▸ Dataset content:

##############################

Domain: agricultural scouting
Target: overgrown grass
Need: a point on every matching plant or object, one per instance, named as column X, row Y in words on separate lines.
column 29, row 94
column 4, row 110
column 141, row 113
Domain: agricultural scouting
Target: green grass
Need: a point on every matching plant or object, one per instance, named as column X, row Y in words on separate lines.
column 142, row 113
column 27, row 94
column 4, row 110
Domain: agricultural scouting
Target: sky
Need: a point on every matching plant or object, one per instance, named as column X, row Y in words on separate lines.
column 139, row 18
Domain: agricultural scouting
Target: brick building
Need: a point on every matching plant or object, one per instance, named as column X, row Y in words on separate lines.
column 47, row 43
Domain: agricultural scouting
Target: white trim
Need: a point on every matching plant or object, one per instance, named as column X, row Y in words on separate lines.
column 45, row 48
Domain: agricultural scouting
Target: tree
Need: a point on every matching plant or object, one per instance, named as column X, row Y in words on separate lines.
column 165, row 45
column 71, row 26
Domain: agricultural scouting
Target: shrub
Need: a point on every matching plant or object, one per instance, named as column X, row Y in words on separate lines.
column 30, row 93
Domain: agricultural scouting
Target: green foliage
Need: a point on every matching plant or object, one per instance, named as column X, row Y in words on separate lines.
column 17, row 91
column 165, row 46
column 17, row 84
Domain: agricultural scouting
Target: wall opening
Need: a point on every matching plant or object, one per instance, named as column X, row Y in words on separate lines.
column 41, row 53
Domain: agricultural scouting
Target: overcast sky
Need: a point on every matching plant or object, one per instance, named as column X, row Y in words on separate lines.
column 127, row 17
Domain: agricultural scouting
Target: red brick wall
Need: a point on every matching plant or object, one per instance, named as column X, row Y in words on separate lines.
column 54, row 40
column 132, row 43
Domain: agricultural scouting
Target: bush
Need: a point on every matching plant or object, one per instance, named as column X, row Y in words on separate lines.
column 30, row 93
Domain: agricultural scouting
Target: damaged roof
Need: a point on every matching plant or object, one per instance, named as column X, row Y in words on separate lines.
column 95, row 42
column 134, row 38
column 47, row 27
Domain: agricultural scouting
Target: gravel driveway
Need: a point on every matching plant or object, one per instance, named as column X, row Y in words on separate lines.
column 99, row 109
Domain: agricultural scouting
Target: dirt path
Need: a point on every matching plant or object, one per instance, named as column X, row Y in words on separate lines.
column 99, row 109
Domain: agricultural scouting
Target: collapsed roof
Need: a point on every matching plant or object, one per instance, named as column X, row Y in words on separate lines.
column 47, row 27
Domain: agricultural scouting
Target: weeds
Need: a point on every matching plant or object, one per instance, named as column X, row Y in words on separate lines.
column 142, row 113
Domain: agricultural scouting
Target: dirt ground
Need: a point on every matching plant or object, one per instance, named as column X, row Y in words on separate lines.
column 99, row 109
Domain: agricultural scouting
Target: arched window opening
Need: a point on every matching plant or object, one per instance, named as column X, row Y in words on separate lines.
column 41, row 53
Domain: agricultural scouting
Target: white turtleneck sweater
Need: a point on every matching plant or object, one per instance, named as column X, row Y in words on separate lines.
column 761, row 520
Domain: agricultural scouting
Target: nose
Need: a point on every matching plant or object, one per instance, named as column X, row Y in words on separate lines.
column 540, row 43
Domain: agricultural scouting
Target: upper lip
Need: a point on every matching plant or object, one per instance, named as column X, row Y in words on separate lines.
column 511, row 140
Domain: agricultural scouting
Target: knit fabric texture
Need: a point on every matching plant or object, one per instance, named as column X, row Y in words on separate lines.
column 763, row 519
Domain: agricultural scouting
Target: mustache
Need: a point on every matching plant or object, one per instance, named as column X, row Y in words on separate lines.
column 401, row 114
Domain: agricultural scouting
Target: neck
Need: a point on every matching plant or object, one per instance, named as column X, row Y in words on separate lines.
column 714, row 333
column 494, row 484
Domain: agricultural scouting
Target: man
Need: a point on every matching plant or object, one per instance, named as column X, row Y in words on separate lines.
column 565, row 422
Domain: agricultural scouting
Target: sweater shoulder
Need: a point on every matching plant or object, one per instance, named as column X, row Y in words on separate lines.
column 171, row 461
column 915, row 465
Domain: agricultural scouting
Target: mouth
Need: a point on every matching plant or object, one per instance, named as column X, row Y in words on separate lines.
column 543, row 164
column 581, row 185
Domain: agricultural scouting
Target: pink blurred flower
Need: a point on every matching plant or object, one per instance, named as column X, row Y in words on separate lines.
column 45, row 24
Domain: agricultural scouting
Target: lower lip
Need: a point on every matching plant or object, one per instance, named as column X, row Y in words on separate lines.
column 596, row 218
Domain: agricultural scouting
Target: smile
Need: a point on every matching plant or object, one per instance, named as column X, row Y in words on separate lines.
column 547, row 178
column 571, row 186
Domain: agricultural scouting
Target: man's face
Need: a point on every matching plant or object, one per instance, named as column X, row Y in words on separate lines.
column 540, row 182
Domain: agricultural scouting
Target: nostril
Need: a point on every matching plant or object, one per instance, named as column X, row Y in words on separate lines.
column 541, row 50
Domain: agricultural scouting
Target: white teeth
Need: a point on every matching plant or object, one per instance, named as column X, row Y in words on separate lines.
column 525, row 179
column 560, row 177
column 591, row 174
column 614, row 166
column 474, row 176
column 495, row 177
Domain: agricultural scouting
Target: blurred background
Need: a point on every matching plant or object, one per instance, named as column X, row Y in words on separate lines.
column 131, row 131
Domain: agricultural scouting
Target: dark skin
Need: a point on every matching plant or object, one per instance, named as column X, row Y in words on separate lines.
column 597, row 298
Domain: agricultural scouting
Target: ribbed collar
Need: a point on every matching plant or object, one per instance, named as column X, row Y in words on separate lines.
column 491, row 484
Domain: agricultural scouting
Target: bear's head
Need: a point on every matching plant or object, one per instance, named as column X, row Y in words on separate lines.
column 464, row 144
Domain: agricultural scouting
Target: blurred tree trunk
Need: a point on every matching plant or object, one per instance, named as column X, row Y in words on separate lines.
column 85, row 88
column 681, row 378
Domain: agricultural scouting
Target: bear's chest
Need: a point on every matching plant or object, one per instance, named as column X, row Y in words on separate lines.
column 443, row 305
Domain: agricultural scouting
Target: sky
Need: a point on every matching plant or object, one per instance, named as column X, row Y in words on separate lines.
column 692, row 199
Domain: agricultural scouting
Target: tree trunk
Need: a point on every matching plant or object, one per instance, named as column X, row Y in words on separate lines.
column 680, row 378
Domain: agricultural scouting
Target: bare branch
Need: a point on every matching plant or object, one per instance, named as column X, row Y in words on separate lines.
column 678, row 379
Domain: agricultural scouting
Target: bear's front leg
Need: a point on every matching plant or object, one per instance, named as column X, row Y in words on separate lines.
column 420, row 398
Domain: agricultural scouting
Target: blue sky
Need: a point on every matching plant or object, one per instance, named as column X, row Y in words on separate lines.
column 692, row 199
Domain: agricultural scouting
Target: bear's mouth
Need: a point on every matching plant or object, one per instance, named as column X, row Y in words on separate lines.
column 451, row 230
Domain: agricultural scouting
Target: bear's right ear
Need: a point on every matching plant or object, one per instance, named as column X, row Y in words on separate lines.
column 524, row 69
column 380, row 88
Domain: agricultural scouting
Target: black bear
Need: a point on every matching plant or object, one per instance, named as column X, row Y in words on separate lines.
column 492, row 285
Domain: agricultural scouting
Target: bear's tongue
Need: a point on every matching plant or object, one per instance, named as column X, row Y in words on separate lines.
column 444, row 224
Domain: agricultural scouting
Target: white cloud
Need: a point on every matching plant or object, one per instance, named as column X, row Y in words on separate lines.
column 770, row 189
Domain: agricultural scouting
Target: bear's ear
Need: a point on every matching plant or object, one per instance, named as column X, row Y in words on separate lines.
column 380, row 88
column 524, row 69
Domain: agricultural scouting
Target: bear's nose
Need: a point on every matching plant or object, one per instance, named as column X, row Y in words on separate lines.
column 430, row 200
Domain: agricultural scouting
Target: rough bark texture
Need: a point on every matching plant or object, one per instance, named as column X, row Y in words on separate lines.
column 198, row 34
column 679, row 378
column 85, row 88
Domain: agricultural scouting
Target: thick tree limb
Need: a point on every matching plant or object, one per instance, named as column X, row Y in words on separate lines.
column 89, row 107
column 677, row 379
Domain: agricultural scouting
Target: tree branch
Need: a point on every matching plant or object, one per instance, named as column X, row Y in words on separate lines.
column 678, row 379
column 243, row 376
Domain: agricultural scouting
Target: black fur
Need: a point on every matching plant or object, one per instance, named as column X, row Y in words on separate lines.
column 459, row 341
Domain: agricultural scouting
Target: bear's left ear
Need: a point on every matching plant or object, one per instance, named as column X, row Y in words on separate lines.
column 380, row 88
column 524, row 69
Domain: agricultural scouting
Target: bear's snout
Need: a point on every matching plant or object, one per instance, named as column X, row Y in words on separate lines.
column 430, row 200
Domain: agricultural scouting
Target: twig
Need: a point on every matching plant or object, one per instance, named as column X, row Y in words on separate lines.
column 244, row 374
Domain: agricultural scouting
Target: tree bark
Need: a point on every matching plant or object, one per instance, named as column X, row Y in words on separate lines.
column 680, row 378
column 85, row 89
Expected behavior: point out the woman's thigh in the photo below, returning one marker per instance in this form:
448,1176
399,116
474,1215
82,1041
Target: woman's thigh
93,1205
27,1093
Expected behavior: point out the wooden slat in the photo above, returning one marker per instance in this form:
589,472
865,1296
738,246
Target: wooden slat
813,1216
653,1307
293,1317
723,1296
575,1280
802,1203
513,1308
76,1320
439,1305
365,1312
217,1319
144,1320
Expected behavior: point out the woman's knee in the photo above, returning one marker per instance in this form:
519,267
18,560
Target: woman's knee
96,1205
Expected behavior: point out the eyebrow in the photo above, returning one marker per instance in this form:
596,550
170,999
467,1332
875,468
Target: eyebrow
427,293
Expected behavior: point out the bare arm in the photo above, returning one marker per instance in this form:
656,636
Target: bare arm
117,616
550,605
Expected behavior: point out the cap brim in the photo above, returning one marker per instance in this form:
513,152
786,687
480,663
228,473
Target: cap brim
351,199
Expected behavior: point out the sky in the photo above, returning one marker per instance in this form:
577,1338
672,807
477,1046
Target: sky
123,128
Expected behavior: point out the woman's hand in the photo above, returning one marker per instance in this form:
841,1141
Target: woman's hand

##############################

▸ Task to carry out: Please write out everything in the data from the very beginning down to the line containing "column 141, row 113", word for word and including that line.

▸ Result of this task:
Domain: agricultural scouting
Target: overgrown grass
Need: a point on every matching plant or object, one per instance, named as column X, row Y in words on separate lines.
column 29, row 94
column 4, row 110
column 141, row 113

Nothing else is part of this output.